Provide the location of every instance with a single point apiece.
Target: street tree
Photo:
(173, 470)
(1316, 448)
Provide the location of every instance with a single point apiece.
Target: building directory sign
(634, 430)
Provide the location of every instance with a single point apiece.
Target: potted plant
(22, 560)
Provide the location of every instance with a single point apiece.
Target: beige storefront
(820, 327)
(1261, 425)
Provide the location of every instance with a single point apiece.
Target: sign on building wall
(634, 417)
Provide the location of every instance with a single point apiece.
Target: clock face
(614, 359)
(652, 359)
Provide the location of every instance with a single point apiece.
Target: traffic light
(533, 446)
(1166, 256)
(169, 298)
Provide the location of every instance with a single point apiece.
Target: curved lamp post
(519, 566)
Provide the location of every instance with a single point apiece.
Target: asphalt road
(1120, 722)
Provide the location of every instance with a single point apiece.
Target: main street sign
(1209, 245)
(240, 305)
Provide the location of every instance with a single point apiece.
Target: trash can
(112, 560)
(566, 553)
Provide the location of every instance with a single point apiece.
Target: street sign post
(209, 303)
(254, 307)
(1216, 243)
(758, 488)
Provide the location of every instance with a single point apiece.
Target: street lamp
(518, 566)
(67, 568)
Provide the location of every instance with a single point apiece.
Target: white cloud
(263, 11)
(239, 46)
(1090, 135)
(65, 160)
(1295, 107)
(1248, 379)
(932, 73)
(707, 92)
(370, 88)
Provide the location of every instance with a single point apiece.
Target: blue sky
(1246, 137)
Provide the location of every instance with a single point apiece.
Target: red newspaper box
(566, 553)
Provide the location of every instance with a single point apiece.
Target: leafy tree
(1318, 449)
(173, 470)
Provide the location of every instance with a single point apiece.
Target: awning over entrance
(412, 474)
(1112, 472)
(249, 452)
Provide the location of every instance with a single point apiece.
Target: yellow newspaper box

--------

- _Work to be completed_
Can you repeat the lines above, substituting "news rack" for each "newspaper box" and leaving everything else untouched?

- _Reply_
Provide the location of every instance with a single point apiece.
Target: street tree
Photo:
(173, 470)
(1316, 448)
Provide the location of every instance with a single point apiece.
Target: building directory sign
(634, 430)
Provide the location of every instance with a single point apiece.
Target: potted plant
(22, 560)
Provide the location of every instance with a single point apiece.
Target: beige storefront
(820, 327)
(1261, 425)
Provide the location of every instance with a single point apiece.
Target: sign on building wall
(634, 417)
Provide the location of every instance with a single point apiece.
Target: clock face
(614, 359)
(652, 359)
Provide the location of every instance with a single point apiece.
Target: traffic light
(533, 446)
(1166, 256)
(169, 298)
Provide the location of every instance with a single point apiece.
Target: curved lamp post
(519, 566)
Provide the location of every instance with a single point apiece.
Target: asphalt road
(1120, 722)
Provide the location of every instance with a single point apiece.
Target: main street sign
(1209, 245)
(240, 305)
Provide the location of every instance with a single point apiece.
Target: trash can
(112, 560)
(566, 553)
Provide the location of every instance with a single point apiece.
Target: street sign post
(209, 303)
(254, 307)
(1216, 243)
(758, 488)
Provide the location of every instance with a single point apiece.
Target: street lamp
(518, 566)
(67, 568)
Provide the location of every instance with a single point apiece.
Target: white cloud
(263, 11)
(239, 46)
(1090, 135)
(65, 160)
(1295, 107)
(1248, 379)
(932, 73)
(707, 92)
(370, 88)
Provide the location of every instance with a single point apiece.
Target: blue sky
(1246, 137)
Provide the location of every instance with a single point apiece.
Target: red news rack
(566, 553)
Provide the location of every instance with a single point apiece.
Target: leafy tree
(1318, 449)
(173, 470)
Provide the location of every instance with a single point apiece.
Target: awning over entrance
(412, 474)
(1112, 472)
(249, 452)
Provide the location of every instance with a single point apiece.
Target: yellow news rack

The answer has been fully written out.